AIM OF THE TASK: Copy out all lines bearing the word "hillside" from the listing below.

DATA TO USE:
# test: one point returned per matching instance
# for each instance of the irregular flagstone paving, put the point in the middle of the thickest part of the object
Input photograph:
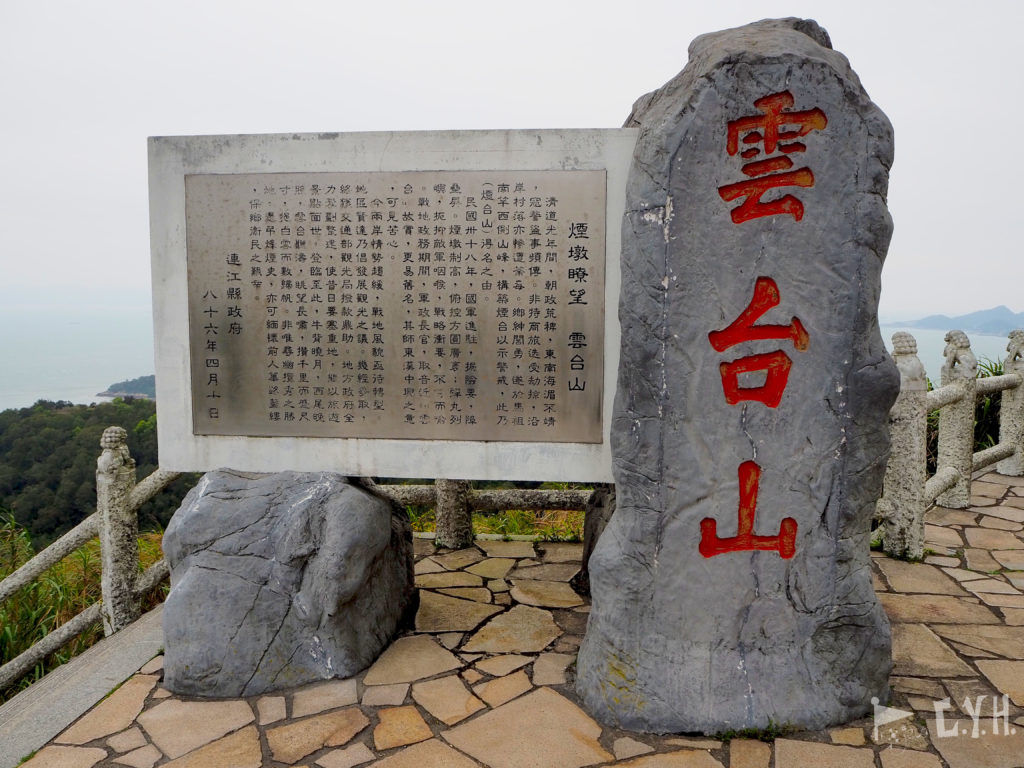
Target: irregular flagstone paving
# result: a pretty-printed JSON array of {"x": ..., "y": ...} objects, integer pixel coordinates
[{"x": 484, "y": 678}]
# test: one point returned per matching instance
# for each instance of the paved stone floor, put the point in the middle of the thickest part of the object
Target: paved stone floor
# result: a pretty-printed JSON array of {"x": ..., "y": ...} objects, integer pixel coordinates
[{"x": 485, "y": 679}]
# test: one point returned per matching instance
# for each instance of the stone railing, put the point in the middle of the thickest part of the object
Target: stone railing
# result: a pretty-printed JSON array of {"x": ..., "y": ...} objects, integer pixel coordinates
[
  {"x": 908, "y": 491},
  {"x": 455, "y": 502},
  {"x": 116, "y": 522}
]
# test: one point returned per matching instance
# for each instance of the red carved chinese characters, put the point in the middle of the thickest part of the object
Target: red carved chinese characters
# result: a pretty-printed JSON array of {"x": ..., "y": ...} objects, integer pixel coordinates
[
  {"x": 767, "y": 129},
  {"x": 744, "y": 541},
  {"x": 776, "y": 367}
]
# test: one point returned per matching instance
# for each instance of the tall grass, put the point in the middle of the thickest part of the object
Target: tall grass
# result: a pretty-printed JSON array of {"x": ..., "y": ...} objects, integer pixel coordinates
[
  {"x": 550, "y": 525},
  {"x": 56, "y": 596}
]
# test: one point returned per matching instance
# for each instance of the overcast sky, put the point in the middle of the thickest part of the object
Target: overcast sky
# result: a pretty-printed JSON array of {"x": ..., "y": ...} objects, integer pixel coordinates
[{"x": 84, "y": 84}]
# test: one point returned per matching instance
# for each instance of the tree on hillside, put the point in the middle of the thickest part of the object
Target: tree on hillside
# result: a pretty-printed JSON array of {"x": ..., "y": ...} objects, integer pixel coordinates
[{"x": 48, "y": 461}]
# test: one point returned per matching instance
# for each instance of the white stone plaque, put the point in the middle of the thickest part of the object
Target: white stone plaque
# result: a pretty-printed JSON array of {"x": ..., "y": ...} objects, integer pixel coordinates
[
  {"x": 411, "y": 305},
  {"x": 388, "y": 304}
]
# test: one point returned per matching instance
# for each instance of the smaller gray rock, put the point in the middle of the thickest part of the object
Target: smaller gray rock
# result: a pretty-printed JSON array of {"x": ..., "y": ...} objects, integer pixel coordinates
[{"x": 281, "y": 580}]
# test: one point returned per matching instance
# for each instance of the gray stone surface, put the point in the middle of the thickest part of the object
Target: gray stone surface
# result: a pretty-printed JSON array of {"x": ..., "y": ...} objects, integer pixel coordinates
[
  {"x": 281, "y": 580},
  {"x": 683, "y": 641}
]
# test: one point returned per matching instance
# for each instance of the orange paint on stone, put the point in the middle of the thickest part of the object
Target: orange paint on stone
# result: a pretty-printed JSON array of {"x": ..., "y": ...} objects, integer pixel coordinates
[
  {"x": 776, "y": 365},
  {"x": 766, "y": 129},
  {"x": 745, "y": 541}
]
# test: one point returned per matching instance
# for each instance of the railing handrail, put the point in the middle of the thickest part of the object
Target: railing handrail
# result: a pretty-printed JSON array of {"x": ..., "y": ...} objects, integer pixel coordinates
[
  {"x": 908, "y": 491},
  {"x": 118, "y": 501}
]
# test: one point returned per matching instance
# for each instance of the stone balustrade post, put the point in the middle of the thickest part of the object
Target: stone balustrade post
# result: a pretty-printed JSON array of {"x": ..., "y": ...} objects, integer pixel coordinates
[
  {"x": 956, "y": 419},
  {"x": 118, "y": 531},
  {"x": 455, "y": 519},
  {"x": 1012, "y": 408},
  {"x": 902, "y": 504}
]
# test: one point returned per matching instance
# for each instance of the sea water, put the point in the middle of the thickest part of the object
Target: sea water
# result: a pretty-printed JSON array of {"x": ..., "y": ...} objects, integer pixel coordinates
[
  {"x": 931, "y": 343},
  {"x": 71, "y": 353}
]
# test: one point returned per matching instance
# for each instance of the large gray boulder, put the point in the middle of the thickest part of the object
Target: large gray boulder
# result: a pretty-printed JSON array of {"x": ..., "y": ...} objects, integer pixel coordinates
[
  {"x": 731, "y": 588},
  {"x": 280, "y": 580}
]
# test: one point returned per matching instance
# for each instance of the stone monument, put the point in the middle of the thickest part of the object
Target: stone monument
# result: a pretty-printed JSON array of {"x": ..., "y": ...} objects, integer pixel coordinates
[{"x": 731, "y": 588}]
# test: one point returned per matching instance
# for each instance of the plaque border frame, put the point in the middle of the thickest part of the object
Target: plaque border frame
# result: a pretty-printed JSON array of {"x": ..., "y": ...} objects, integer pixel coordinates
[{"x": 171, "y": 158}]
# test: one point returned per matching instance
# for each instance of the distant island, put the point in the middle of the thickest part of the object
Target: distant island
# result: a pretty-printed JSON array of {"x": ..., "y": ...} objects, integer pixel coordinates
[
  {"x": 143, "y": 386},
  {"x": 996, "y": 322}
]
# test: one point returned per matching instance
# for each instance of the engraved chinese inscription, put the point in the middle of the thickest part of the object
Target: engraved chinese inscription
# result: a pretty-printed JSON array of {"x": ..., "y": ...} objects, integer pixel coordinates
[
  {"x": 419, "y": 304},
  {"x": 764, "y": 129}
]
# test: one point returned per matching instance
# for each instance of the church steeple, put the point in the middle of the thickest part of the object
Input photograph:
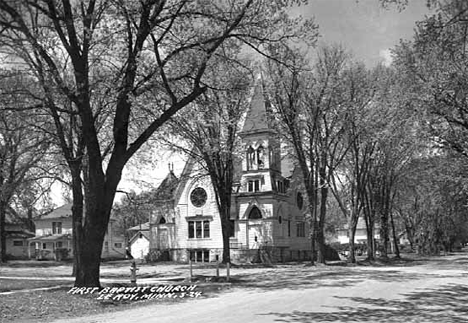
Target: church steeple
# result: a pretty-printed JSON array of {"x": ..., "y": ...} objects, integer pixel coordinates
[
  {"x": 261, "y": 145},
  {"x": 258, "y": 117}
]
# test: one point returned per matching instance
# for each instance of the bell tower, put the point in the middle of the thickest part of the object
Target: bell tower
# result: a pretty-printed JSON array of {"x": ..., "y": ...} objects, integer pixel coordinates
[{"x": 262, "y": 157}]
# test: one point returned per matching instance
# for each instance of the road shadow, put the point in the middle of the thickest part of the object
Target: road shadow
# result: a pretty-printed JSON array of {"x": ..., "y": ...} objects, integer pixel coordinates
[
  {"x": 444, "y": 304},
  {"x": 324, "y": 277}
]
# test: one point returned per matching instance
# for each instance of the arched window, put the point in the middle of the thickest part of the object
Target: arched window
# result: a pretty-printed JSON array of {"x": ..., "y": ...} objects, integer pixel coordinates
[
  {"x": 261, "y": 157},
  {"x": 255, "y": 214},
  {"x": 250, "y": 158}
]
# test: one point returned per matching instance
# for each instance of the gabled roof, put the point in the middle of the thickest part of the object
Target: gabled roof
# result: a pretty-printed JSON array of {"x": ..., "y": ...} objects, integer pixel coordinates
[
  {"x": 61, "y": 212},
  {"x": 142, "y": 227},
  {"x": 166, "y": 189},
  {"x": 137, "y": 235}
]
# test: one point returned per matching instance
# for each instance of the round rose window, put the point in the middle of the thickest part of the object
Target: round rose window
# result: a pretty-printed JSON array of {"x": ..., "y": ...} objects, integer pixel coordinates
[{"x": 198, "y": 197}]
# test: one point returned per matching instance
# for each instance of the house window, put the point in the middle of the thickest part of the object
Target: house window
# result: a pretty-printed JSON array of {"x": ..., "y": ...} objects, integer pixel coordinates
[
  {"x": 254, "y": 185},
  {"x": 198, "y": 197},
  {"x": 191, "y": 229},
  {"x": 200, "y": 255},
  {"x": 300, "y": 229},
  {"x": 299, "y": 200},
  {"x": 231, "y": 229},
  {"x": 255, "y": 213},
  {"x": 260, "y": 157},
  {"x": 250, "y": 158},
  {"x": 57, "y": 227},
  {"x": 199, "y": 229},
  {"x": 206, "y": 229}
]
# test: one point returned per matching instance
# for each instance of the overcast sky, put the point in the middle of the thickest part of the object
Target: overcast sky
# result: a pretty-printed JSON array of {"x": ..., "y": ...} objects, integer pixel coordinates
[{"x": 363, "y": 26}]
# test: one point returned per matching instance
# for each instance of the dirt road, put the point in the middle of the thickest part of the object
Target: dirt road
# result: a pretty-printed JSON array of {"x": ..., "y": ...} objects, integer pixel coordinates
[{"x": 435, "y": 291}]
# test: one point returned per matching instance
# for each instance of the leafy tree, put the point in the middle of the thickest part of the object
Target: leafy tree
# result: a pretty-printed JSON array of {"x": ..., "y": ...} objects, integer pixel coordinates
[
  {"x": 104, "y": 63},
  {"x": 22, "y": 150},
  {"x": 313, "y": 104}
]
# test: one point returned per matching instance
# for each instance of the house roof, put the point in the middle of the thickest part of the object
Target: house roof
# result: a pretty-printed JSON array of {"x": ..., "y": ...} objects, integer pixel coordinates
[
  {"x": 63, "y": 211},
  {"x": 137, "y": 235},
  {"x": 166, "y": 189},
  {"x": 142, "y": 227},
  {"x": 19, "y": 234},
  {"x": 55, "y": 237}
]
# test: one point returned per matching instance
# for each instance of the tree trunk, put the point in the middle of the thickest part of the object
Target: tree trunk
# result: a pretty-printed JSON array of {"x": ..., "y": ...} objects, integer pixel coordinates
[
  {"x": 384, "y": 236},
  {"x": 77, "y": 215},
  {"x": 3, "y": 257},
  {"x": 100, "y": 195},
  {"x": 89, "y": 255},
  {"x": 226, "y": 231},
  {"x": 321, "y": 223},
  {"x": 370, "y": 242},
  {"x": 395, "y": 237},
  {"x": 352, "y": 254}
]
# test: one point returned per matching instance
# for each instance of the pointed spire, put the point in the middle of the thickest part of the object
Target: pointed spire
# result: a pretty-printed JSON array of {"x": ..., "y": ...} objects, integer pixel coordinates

RESPONSE TO THIS EXERCISE:
# for each instance of the tree on hillside, put the point in the middle of the thickest part of the object
Target: tree on hillside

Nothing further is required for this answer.